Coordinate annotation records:
--------------------------------------------------
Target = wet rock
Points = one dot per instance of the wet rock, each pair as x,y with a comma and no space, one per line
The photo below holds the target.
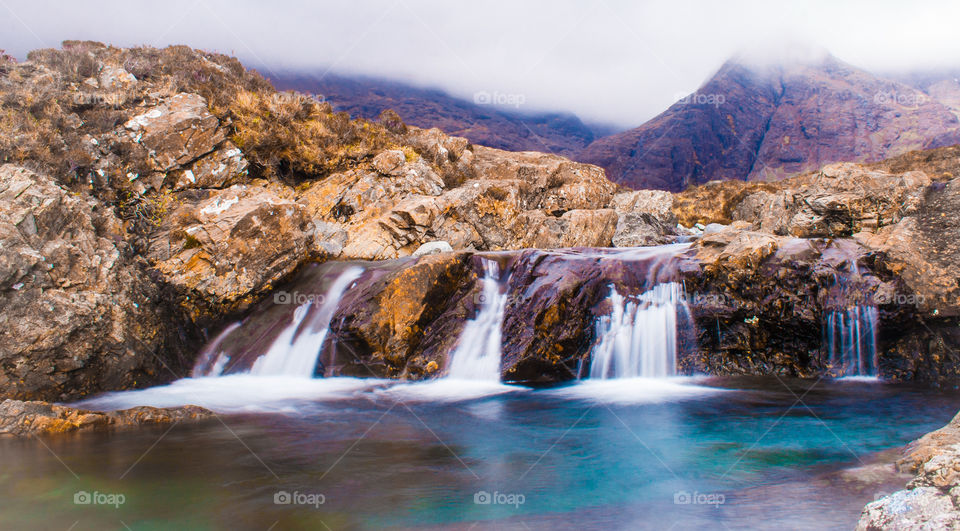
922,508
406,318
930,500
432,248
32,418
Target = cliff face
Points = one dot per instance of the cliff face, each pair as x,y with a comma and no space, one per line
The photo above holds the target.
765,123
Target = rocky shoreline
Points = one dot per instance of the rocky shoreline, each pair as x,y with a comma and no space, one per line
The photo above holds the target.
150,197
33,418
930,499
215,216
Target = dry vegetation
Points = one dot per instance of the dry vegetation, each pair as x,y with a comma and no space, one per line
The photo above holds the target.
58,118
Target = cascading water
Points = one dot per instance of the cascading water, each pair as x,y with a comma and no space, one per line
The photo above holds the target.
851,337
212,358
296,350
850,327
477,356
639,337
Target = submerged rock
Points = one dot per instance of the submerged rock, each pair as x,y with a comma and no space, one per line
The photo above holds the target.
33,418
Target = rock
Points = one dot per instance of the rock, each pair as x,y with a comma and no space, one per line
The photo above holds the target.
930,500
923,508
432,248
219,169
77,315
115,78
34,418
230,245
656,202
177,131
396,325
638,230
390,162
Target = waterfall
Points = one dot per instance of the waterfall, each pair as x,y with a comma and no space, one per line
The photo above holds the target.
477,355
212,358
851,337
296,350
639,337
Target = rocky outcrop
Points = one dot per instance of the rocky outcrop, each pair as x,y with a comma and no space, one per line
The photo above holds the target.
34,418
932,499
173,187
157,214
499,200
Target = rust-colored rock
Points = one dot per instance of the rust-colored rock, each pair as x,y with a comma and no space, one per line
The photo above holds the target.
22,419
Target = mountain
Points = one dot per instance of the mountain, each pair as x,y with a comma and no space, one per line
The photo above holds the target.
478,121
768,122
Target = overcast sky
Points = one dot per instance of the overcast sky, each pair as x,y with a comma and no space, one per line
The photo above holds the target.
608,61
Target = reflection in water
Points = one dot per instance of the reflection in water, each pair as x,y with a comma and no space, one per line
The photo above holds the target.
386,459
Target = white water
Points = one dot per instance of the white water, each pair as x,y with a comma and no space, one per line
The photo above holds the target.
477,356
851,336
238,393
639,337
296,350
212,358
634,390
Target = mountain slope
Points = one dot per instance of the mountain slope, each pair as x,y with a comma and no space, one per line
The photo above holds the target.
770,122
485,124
--------------------------------------------------
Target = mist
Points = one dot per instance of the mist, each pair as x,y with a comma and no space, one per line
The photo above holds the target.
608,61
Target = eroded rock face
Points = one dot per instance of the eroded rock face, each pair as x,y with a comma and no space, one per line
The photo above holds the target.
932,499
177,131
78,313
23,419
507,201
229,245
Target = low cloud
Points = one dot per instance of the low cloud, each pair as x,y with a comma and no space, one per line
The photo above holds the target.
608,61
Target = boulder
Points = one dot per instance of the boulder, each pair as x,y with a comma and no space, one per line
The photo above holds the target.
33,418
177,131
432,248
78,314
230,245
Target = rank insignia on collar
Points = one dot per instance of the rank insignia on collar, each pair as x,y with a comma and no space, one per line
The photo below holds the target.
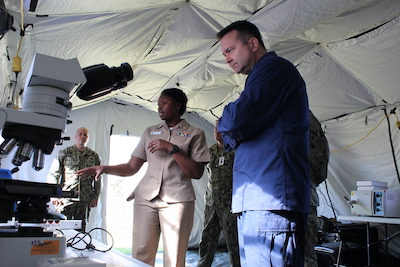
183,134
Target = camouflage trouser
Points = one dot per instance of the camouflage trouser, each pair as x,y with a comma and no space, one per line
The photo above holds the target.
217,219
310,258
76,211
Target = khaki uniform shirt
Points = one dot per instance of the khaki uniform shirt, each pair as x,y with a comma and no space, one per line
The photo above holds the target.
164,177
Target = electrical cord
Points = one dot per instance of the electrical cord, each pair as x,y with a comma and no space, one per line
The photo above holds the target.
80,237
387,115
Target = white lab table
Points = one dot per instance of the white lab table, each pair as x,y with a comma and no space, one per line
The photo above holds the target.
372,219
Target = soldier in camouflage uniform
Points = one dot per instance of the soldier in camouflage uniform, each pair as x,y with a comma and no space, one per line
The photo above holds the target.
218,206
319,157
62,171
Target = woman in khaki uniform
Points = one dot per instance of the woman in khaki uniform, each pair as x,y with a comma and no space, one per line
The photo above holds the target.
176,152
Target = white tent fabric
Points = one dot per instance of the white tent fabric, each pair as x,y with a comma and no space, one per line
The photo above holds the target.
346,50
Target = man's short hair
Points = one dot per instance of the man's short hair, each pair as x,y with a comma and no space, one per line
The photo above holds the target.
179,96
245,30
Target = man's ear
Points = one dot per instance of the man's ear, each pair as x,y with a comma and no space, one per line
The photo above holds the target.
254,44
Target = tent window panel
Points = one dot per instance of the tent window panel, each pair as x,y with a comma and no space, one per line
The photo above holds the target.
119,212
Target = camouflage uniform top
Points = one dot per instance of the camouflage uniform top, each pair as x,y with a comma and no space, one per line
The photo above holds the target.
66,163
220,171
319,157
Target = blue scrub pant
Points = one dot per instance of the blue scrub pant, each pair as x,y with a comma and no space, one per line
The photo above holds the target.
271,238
--------------------------------------------------
WHAT YOU HAVE TO DO:
Pull out every line in the records above that contains the string "panel". Case must match.

COMPLETE OUTPUT:
Target = tent window panel
Points = one dot per instance of the tent window panel, each pair as x,y with a comma and no space, one per line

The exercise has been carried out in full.